Well earlier this year the WCAB issued a panel opinion in the matter of Rodriguez v. Waste Management Collection and Recycling. Therein, applicant wanted to audio-record his QME examination with his phone, but the QME refused to proceed with the exam while being recorded. After trial on this point, the WCJ ruled that applicant may, at his own expense, have a professional court reporter present to transcribe the examination, but could not simply record it on his phone. Applicant sought reconsideration.
After the WCAB admonished applicant’s counsel (apparently for the second time) for citing an unpublished Court of Appeal decision, it ruled that pursuant to California Code of Civil Procedure section 2032.510, the examinee may “record stenographically or by audio technology any words spoken to or by the examinee during any phase of the examination.” However, the WCAB did reject applicant’s claims that defendant must bear the cost for applicant’s desire to record the examination.
If I were a QME, and an applicant insisted on recording my examination with him or her, I might want to do the same, just in case someone gets it in his or her head to alter the audio record.

**Given problem**
Continue the piece on the Rodriguez ruling about recording QME examinations, starting right after its final sentence.

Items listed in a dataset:
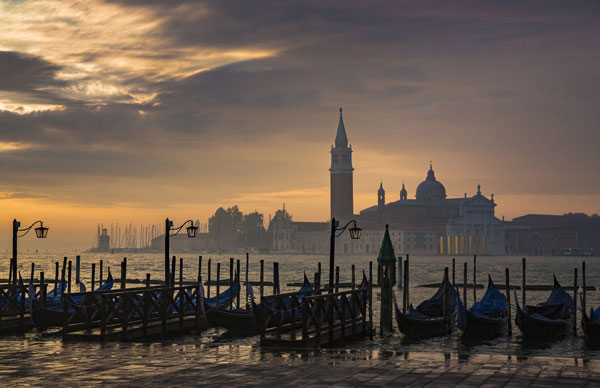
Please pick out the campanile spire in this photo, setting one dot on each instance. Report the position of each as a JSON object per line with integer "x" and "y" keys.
{"x": 341, "y": 171}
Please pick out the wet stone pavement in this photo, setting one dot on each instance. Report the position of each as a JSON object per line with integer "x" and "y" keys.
{"x": 45, "y": 362}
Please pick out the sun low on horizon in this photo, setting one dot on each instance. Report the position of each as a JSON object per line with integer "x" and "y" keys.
{"x": 131, "y": 112}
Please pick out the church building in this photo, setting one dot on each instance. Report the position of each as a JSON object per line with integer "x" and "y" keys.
{"x": 431, "y": 223}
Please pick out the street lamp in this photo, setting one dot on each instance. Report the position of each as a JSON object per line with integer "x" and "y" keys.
{"x": 354, "y": 235}
{"x": 191, "y": 232}
{"x": 41, "y": 232}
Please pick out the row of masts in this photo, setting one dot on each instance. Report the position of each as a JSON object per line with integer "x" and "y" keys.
{"x": 130, "y": 236}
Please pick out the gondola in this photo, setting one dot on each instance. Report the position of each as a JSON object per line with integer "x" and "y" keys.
{"x": 241, "y": 321}
{"x": 225, "y": 297}
{"x": 591, "y": 326}
{"x": 430, "y": 318}
{"x": 53, "y": 314}
{"x": 487, "y": 318}
{"x": 550, "y": 319}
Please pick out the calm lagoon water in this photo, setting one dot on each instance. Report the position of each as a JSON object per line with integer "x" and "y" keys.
{"x": 423, "y": 270}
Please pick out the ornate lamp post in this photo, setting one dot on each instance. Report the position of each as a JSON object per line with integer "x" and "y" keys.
{"x": 41, "y": 232}
{"x": 191, "y": 232}
{"x": 354, "y": 235}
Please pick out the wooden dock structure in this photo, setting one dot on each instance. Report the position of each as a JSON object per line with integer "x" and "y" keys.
{"x": 15, "y": 315}
{"x": 133, "y": 313}
{"x": 315, "y": 318}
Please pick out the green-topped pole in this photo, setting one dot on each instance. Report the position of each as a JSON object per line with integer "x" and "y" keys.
{"x": 386, "y": 261}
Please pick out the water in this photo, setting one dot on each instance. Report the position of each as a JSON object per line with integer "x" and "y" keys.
{"x": 423, "y": 270}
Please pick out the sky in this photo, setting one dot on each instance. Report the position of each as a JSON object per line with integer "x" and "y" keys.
{"x": 133, "y": 111}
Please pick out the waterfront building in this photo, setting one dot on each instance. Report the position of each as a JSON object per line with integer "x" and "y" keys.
{"x": 431, "y": 223}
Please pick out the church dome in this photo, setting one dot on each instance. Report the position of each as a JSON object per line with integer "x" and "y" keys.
{"x": 431, "y": 190}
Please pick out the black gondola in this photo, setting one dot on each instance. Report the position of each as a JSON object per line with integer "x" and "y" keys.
{"x": 550, "y": 319}
{"x": 591, "y": 326}
{"x": 487, "y": 318}
{"x": 241, "y": 321}
{"x": 53, "y": 315}
{"x": 432, "y": 318}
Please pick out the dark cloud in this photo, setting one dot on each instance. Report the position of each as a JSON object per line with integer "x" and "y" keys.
{"x": 24, "y": 73}
{"x": 497, "y": 84}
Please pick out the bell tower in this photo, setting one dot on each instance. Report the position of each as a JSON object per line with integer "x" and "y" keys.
{"x": 342, "y": 198}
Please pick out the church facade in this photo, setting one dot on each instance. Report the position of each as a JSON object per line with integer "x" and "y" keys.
{"x": 431, "y": 223}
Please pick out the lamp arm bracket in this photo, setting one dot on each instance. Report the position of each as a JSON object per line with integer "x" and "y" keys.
{"x": 26, "y": 230}
{"x": 178, "y": 229}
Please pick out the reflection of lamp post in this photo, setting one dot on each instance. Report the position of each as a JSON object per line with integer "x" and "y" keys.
{"x": 354, "y": 234}
{"x": 191, "y": 231}
{"x": 41, "y": 232}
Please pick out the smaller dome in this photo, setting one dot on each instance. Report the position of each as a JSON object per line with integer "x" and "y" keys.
{"x": 431, "y": 190}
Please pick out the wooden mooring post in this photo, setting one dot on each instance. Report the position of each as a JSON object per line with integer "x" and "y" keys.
{"x": 43, "y": 290}
{"x": 407, "y": 284}
{"x": 173, "y": 262}
{"x": 276, "y": 288}
{"x": 94, "y": 276}
{"x": 371, "y": 333}
{"x": 508, "y": 306}
{"x": 237, "y": 300}
{"x": 218, "y": 282}
{"x": 575, "y": 301}
{"x": 319, "y": 270}
{"x": 231, "y": 274}
{"x": 262, "y": 278}
{"x": 247, "y": 284}
{"x": 77, "y": 268}
{"x": 123, "y": 275}
{"x": 465, "y": 284}
{"x": 56, "y": 277}
{"x": 69, "y": 278}
{"x": 181, "y": 271}
{"x": 583, "y": 281}
{"x": 200, "y": 269}
{"x": 524, "y": 283}
{"x": 404, "y": 296}
{"x": 454, "y": 271}
{"x": 208, "y": 276}
{"x": 474, "y": 278}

**Task response**
But, as the defense is always on my mind, what if defendant wanted to audio-record the examination. Let’s same some cold-hearted defense attorney didn’t trust a particular QME and was concerned the exam wasn’t really happening, the QME was telling the injured worker what to say, or any other devious paranoid concerns. Could the defense send a representative to audio-record and observe the examination?
Well 2032.510(a) allows for “that attorney’s representative … to attend and observe any physical examination conducted for discovery purposes, and to record stenographically or by audio technology any words spoken to or by the examinee during any phase of the examination.” But that subparagraph is limited to “the attorney for the examinee or for a party producing the examinee…” Can the defense be considered to be “producing” the injured worker for the QME exam?
Well, recall if you will the case of Porfirio Contreras v. Gibson Farms. Therein, the WCAB concurred with the WCJ that when defendant deposes an injured worker, defendant is “producing” the witness for the deposition, and so Labor Code section 5811 allows the party “producing” the witness (in this case, the defendant) to choose the interpreter.
Can that be applied here? Since defendant is paying for the transportation, the interpreter, and the PQME, can it be said defendant is “producing” applicant for the med-legal examination and is thus entitled to record the exam?
After all, 2032.510(a) allows for “the examinee” OR “a party producing the examinee” to record the examination. Should the statute be interpreted to mean that the examinee means the applicant and the party producing the examine means the defendant?
I can tell you that there are plenty of times when I would have liked to be able to review exactly what was said, word for word, by the injured worker (and sometimes the QME). There are some doctors out there that are shadier than a Sunglass Hut and your humble blogger would prefer to trust AND verify.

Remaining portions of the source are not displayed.